WHAT IS ASKED: Put the listing below into a two-column CSV with the headers instruction and mask, giving each instruction its own row next to the mask that follows it. Quote every field, replace line breaks with spaces, and leave the pictures out.

INFORMATION GIVEN:
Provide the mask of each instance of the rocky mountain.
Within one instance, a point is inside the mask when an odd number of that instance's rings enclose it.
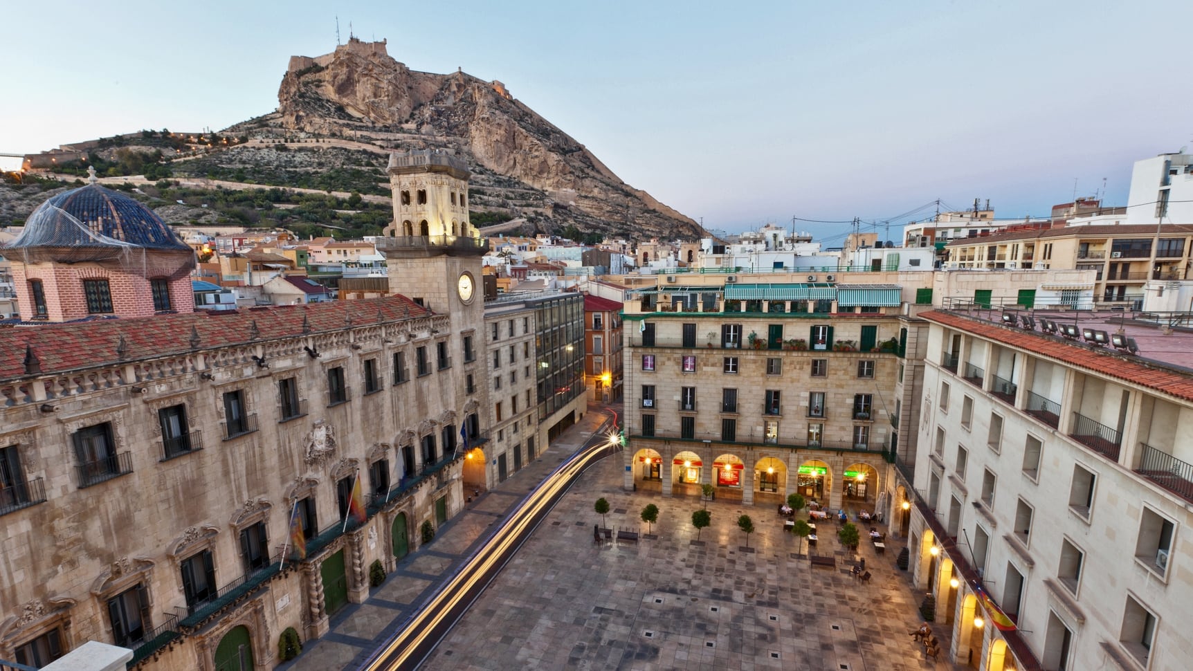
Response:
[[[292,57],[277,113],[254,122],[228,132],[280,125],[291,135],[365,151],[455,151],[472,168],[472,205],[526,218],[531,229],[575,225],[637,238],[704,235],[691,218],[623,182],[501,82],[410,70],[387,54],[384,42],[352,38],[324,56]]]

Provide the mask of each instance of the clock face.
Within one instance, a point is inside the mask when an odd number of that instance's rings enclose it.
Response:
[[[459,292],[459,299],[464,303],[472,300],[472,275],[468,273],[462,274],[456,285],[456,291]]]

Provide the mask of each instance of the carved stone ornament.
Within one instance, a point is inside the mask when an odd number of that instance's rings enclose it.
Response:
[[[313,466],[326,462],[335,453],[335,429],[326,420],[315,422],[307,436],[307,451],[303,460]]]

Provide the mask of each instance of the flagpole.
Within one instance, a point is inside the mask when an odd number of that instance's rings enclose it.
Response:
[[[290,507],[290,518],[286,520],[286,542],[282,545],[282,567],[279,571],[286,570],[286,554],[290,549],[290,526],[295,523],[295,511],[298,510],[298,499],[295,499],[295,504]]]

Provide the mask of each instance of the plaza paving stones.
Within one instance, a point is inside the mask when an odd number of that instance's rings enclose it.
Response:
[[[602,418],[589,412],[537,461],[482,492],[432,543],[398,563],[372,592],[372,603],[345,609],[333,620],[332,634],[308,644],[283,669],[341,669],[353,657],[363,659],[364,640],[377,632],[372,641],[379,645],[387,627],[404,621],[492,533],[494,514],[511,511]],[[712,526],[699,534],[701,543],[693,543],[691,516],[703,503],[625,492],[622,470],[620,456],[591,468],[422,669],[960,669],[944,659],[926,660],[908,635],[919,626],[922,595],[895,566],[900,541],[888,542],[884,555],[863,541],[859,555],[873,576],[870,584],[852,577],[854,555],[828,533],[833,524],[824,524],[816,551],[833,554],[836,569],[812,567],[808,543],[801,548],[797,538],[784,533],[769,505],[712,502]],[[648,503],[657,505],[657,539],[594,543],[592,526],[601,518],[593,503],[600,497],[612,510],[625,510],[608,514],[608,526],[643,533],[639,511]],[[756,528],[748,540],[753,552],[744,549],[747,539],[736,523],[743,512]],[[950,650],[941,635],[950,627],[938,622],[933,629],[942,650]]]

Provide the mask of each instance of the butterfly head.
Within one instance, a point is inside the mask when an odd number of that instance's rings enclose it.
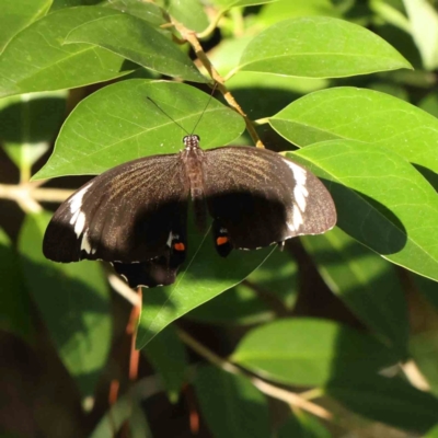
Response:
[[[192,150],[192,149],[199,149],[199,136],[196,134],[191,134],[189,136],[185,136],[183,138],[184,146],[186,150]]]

WORKED SOLUTION:
instruction,mask
"Provide the mask of each instance of the rocky mountain. Within one instance, a point is inside the mask when an odd number of that instance's rings enclose it. Response:","[[[292,57],[277,113],[254,122],[228,132],[280,125],[291,135],[365,151],[455,151],[472,168],[472,205],[526,218],[531,229],[575,225],[637,238],[704,235],[691,218],[623,182],[501,82],[410,70],[387,54],[384,42],[352,38],[324,56]]]"
"Provide the mask of each instance of the clock face. Within one instance, a point is inside the mask when an odd number of that instance's rings enclose it. Response:","[[[459,292],[459,299],[464,303],[472,300],[472,275],[468,273],[462,274],[456,285],[456,291]]]"
"Provide the mask of each instance of the carved stone ornament. Within one instance, a point is inside the mask when an odd number of that instance's rings enclose it. Response:","[[[313,466],[326,462],[335,453],[335,429],[326,420],[315,422],[307,436],[307,451],[303,460]]]"
"Provide the mask of each instance of the flagpole. Within one instance, a point is inside the mask when an odd number of that instance's rings enclose it. Response:","[[[290,507],[290,518],[286,520],[286,542],[282,545],[282,567],[279,571],[286,570],[286,554],[290,549],[290,526],[295,523],[295,511],[298,510],[298,499],[295,499],[295,504]]]"
"Provide the mask of each instance of the plaza paving stones. Within one instance, a point is inside the mask when an odd number of that instance's rings enclose it. Response:","[[[602,418],[589,412],[537,461],[482,492],[432,543],[398,563],[372,592],[372,603],[345,609],[333,620],[332,634],[308,644],[283,669],[341,669],[353,657],[363,659],[364,640],[377,632],[372,641],[379,645],[387,627],[404,621],[492,533],[494,514],[511,511]],[[712,526],[699,534],[701,543],[693,543],[691,516],[703,503],[625,492],[622,470],[620,456],[591,468],[422,669],[960,669],[944,659],[926,660],[908,635],[919,626],[922,595],[895,566],[900,541],[888,542],[884,555],[863,541],[859,555],[873,576],[870,584],[852,577],[854,555],[828,533],[833,524],[824,524],[816,551],[833,554],[836,569],[812,567],[808,543],[801,548],[797,538],[784,533],[769,505],[712,502]],[[648,503],[657,505],[657,539],[594,543],[592,526],[601,518],[593,503],[600,497],[612,510],[625,510],[608,514],[608,526],[643,533],[639,511]],[[756,528],[748,540],[753,552],[744,549],[747,539],[736,523],[743,512]],[[950,650],[941,635],[950,627],[938,622],[933,629],[942,650]]]"
"Provide the mask of each instance of the butterfly head. Within one instance, a point is inside the mask when an odd number of that instance's rings enclose it. Response:","[[[192,150],[192,149],[199,149],[199,136],[196,134],[191,134],[189,136],[185,136],[183,138],[184,146],[186,150]]]"